> [Estratto del testo]
_ _ _ _

La domanda è certamente importante per capire quello che sta succedendo, proprio in queste ore in cui si vedono le immagini di Bucha e del sedicente ritiro dei russi da Kiev, ma non ne vedo il legame con la questione che si è imposta all’attenzione pubblica con la sospensione del seminario su Dostoevskij alla Bicocca.
La musica, l’arte figurativa, la letteratura possono essere creati in ambienti che storicamente non hanno somiglianze con altre zone geografiche con le quali sono in relazione o viceversa in conflitto, ma nel momento in cui c’è un autore che con le sue opere nate da un contesto particolare, quasi sempre apparentemente provinciale, riesce a esprimere un qualsiasi sentimento universale, allora quella cultura diventa patrimonio di chiunque ne venga a conoscenza.
Negare che la Russia dall’inizio dell’’800 abbia dato vita, per esempio, a una delle più grandi letterature che siano apparse sulla scena mondiale e, prima di tutto su quella europea, è forse possibile?
Quanto sopra non significa che quella che tu chiami la Russia profonda ne sia stata o ne sia consapevole (come ne siamo noi) in ognuno degli undici fusi orari che definiscono lo spazio fra San Pietroburgo e Vladivostok.
Non voglio entrare (non ne avrei neanche titolo, ovviamente) in un’analisi storica sulle relazioni dell’Europa, occidentale o orientale che si voglia, con la Russia per quanto riguarda la cultura in generale e quella politica in particolare da Puskin e ai decabristi in poi, ma non c’è dubbio su quante reciproche influenze vi siano state nel corso di due secoli sul piano delle idee e dei movimenti sociali e politici.
Per quelli che come noi hanno un poco o molto di esperienza politica prima del crollo del Muro di Berlino, un’affermazione come quella precedente è come sfondare una porta aperta.
Alexander Dugin, considerato l’ideologo di Putin, distingue un Putin solare “il Putin della ‘Grande Eurasia’, il Putin patriota e sovranista, l’uomo che rompe con la postmodernità occidentale, contro la globalizzazione” dal Putin lunare” quello invece che scende a compromessi con l’Occidente, il WTO, Davos, l’élite liberale atlantista”. La stessa distinzione si può fare, secondo te, con riferimento alla cultura russa, tra quella cosmopolita, aperta all’Occidente, ed una sedimentata nel profondo che esprime l’anima russa, la piccola patria, la missione della Russia “per appianare definitivamente le contraddizioni europee, indicare con la propria anima russa una via d’uscita all’angoscia europea” (Dostoevskij)?

_ _ _ _

> [Materiale fornito]

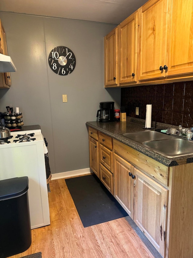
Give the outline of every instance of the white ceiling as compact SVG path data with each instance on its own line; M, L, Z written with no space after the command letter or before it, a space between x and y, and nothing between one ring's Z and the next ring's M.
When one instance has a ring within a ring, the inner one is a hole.
M147 0L0 0L0 11L117 24Z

_ _ _ _

> [Istruzione scritta 1]
Riporta parola per parola, dal testo sulla cultura russa, tutto ciò che va da "La musica, l’arte" giù fino a "è forse possibile?".
> [Istruzione scritta 2]
Prosegui il testo sulla cultura russa e su Dostoevskij a partire dal punto in cui si ferma.

> [Risposta 1]
La musica, l’arte figurativa, la letteratura possono essere creati in ambienti che storicamente non hanno somiglianze con altre zone geografiche con le quali sono in relazione o viceversa in conflitto, ma nel momento in cui c’è un autore che con le sue opere nate da un contesto particolare, quasi sempre apparentemente provinciale, riesce a esprimere un qualsiasi sentimento universale, allora quella cultura diventa patrimonio di chiunque ne venga a conoscenza.
Negare che la Russia dall’inizio dell’’800 abbia dato vita, per esempio, a una delle più grandi letterature che siano apparse sulla scena mondiale e, prima di tutto su quella europea, è forse possibile?

> [Risposta 2]
A Firenze si usa un vecchio proverbio che consiglia di non confondere il **** con le quarant’ore. Si può riflettere su una parte o su un’altra della cultura russa dell’’800 o del secolo successivo. Si può discutere su Dostoevskij e i suoi tempi diversi da Povera gente al ’48 e quello dopo della slavofilia e della religiosità.
Si può fare una cosa simile con qualunque dei grandi autori di un paese che senza dubbio alcuno è una potenza euroasiatica, con tutte le diversità e anche le possibilità di espressioni diverse: ma metterci dentro Putin ci rimanderebbe al modo di dire popolare che ho citato all’inizio della risposta, purtroppo oggi in maniera tragica.
In Italia a sinistra, più rumorosi, non so se più numerosi, dei difensori della cultura russa, sono apparsi gli orfani dell’URSS, soprattutto tra gli ex esponenti del PCI a livello locale, che di fatto di nuovo assegnano alla guardia russa, non più rossa, il compito di liberare l’oppressa umanità. Emerge la strumentalità di tanti ex militanti dell’adesione ai principi della democrazia liberale, dei valori dell’Occidente, l’antiamericanismo come stella polare delle scelte politiche e che si agitano contro gli insopportabili ucraini che non si riconsegnano al dominio russo.
Io non so delle nuove generazioni, ma quelle che nuove non lo sono proprio per niente, come la mia, hanno vissuto quasi sempre con la necessità in un modo o nell’altro di fare i conti con la Russia o, fino al ’91 del secolo scorso, con l’URSS.
Alcuni partecipavano (è il caso del sottoscritto) dell’illusione ideologica di un sistema politico che più oppressivo non poteva essere, cercando poi di uscirne, anche se fuori tempo.
Si può riflettere su quel tempo passato, però bisogna riconoscere sinceramente che altri si erano sempre opposti duramente e giustamente a tutta una storia e a un sistema che alla fine non aveva più niente da proporre, perfino su quel piano ideologico che era stato per decenni vincente in larga parte dell’opinione dei paesi occidentali.
Gli orfani di oggi sono in realtà quelli che tu descrivi. nelle ultime due righe della domanda e a cui non c’è niente da aggiungere di più chiaro.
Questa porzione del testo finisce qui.